__WHAT THIS TASK INVOLVES__. Pick up the book description of Learning to Share below where it stops, and continue it.

Learning to Share
HOW CAN WE LEARN TO LIVE WITHOUT CAPITALISM?
by
Book Details
About the Book
In an obscure corner of the infinite-multiverse, on an alternate-Earth, in the mid-21st century, the right to vote of millions of Working Class Americans had recently been totally destroyed, freeing the Ruling Class — with the power their money gave them — to dictate the shape of national government. The Rich were afraid that without the vote the worst of the Rabble would revolt, destroying Elitist civilization. So the Rulers prepared to have protestors shot in the streets; rebellious slaves do not deserve to live. Preparing for an inevitable Anti-Capitalist Revolution, learning to Share, Working Class people organize themselves to grow free-food for the Poor and the Homeless; they create Tent Neighborhoods in public parks for those running from sea-coasts devastated by melting glaciers due to Climate Change; and establish the Anarkhist Army of the Appendix to aid ordinary people in the coming Revolution, as the Rich use violence to keep their money and their social power. Soon after the COVID pandemic has worn itself out, a special, secret committee in the US Senate — in order to get rid of worthless, excess, unemployed Workers — released mutated, antiviral-resistant Smallpox on a nation which was completely unvaccinated for that devastating disease, since vaccinations for Smallpox ended in 1972 after the disease was eradicated in the USA. Totally unsupported by a government dedicated only to protecting and enabling the Rich Elites, ordinary working-Americans — desperately seeking to control their own lives, their ailing planet, and their civilization — struggle together onward toward a effective anti-Capitalist Revolution. How can people prepare for life without Capitalism; how do they struggle for a better future living in Voluntary Socialism? Can the Revolutionaries of North America survive the violent backlash from those Elites who most Profit from Capitalism?

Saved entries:

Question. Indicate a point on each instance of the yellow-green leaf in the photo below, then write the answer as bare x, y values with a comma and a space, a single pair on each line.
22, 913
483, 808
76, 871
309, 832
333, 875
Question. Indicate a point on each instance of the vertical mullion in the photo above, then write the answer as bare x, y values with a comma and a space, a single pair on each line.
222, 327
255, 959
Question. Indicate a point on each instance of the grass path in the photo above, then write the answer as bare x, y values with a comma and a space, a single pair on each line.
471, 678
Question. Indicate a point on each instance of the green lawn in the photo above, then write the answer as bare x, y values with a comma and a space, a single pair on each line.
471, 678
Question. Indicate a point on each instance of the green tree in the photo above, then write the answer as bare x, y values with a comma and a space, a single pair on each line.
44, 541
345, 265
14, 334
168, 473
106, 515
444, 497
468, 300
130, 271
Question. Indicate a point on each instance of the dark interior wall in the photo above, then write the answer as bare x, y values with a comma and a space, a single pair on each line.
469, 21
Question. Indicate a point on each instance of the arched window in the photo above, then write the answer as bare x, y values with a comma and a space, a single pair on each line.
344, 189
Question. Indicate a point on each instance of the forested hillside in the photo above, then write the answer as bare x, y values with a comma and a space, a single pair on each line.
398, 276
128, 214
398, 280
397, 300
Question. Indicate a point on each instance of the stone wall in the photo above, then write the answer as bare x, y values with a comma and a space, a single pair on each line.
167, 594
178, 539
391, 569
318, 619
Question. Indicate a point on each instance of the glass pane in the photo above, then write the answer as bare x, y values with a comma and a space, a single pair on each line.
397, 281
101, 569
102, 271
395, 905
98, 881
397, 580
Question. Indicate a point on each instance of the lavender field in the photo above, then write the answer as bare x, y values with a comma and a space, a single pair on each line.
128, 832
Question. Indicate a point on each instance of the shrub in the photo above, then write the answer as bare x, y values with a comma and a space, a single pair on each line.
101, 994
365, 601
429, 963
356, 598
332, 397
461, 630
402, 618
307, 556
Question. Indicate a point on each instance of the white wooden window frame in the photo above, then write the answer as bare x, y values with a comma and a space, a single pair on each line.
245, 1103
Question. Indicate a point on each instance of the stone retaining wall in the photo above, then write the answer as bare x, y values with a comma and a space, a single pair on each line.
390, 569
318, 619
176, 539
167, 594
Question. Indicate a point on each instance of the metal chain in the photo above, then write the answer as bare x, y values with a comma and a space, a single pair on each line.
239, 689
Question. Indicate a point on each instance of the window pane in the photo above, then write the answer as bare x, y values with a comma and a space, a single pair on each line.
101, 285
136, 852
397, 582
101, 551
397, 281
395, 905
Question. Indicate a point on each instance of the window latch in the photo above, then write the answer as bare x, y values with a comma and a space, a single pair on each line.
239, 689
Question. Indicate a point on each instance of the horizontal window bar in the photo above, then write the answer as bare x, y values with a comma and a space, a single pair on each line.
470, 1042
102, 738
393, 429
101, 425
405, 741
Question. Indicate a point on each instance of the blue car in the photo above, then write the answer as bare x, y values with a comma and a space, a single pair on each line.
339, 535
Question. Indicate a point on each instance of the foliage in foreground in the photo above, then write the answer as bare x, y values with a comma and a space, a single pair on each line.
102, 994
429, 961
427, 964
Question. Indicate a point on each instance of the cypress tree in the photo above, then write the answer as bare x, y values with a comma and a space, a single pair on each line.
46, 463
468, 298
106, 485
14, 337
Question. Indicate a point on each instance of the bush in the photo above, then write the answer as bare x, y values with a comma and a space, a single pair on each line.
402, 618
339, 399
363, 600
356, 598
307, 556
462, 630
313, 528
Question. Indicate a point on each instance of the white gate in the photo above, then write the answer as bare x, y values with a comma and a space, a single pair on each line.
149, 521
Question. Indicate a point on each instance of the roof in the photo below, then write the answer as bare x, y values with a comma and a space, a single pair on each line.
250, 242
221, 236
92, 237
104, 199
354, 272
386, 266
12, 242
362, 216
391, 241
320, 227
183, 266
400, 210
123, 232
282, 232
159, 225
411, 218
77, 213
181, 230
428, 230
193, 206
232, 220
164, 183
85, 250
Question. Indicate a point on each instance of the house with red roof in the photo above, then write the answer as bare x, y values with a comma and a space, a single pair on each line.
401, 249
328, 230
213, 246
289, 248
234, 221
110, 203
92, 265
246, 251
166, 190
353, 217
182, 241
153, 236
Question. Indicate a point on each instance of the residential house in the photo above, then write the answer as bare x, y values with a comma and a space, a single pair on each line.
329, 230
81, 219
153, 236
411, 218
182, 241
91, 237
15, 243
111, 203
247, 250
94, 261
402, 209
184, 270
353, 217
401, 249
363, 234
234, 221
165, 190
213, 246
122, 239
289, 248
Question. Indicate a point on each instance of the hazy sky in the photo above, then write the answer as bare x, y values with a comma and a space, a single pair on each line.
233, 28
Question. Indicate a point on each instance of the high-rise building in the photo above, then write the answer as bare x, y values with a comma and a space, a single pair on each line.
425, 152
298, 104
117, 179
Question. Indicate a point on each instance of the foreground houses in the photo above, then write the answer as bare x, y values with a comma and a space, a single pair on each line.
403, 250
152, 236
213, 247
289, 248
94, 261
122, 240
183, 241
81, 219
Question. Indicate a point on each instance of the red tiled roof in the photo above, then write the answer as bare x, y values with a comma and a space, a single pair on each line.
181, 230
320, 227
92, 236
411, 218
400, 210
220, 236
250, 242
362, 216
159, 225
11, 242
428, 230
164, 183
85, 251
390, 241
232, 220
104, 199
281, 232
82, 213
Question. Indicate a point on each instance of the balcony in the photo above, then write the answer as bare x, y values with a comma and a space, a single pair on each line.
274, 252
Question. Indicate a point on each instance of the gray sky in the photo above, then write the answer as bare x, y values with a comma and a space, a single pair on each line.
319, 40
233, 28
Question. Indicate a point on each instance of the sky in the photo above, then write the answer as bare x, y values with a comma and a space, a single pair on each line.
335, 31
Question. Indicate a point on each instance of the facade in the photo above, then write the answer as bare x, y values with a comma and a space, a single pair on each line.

__OUTPUT BELOW__.
About the Author
Barbara G Louise was born Barbara Louise Whittum — the first child of white, ‘middle-class’ parents — in November 1943 in Niagara Falls, New York. She has one brother, a retired Marine and a newspaper publisher. After graduating from Riverside High School in Painesville Township, Ohio in 1961, she attended Kent State University, graduating in 1970 with two bachelor degrees, one in Biology, one in general Science. She became a Jew-by-Choice at the age of thirty. Barbara spent her working career as a Registered Medical Technologist: MT (ASCP), beginning in the Pathology Service Laboratory of University Hospitals of Cleveland and then in the Hematology Laboratory of Mt Sinai Medical Center in New York City, before returning to Cleveland at the age of forty-seven. When she retired after a mild stroke in 2000, Barbara began to write the Science Fiction novels she had always wanted to read, about societies without Racism, Homophobia, or Sexism; but being human societies, they have other problems. When the book-in-hand was published, Barbara was 79, living very happily in Cleveland Heights, Ohio with her long-time same-gender Partner and the latest in a long line of well-loved rescue-cats.